■ **SCHRIFTLICHER AUFTRAG**
Wie viele liberale Abgeordnete hievte John Turner laut dem Text über die Wahl in Kanada auf hochbezahlte Posten? Antworten Sie bitte in einem Satz.

■ **BEREITGESTELLTER TEXT**
- - - - -

Noch bemerkenswerter war ihr Sieg in Quebec. In der vorwiegend französischsprachigen Belle Pro-vince eroberten sie 57 der 70 Mandate; 1980 war dies nur einem einzigen Konservativen geglückt!

Was waren die Ursachen für diese dramatische politische Wende in Kanada? Die Liberalen unter Pierre Trudeau waren fast 16 Jahre in Ottawa an der Macht, doch seit drei Jahren verloren sie immer mehr Terrain. Das änderte sich erst, als John Turner im Juni zum Nachfolger von „König Pierre" auserkoren wurde.

Vorerst versuchte der neue Regierungschef sich von Trudeaus Politik zu distanzieren. Als er aber nicht weniger als 23 liberale Abgeordnete auf hochbezahlte Posten (Senatoren, hohe Richter, Botschafter etc.) hievte, sank seine Popularität.

Von diesem Augenblick an begann der katastrophale Abstieg der liberalen Regierungspartei. Die ausgelöste Panik führte dazu, daß John Turner einen Monat vor der Stimmenabgabe seinen Wahlkampfleiter durch Senator Da-vey, den „Architekten" der Wahlsiege Trudeaus, ersetzte. Turners Chance, sich von Trudeau zu distanzieren, war damit verspielt.

Als die Liberalen bei Meinungsumfragen im Juli die Nase noch vorn gehabt hatten, entschloß sich Turner, die Stimmenabgabe auf Anfang September anzusetzen. Damit fehlte ihm aber auch die Zeit, um sich profilieren zu können.

Brian Mulroney, wie Turner ein erfolgreicher Anwalt und später Präsident der „Iron Ore Co. of Ca-nada", erwies sich im Wahlkampf als vorbildlicher Organisator und erstklassiger Taktiker. Der gebürtige Quebecer, Sohn eines Elektrikers, hatte es auch verstanden, die „Roten Tories" und die Erzkonservativen in der Partei zu einigen.

Was seine politischen Pläne anlangt, will Brian Mulroney den Zustrom von Auslandskapital fördern und den Einfluß des Staates auf die Wirtschaft reduzieren. Zudem will er im Staatshaushalt jährlich an die zehn Milliarden Dollar einsparen, ohne die sozialen Leistungen zu kürzen.

- - - - -

■ **DATENAUSZUG**
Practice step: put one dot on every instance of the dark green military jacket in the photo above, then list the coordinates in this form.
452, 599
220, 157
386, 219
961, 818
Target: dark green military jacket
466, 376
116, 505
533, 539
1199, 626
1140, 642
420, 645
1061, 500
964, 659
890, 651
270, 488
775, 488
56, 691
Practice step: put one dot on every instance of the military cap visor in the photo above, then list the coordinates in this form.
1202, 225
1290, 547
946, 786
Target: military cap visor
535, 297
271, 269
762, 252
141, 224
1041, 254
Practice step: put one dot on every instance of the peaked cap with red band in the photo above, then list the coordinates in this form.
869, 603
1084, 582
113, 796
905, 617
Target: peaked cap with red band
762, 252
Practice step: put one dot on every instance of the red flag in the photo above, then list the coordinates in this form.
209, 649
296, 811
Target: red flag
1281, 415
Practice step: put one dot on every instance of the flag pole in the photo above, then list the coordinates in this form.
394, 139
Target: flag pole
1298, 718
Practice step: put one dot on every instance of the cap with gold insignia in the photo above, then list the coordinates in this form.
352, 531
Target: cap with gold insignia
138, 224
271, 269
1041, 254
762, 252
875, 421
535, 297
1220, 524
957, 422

- - - - -

■ **DAS ERGEBNIS**
John Turner hievte nicht weniger als 23 liberale Abgeordnete auf hochbezahlte Posten.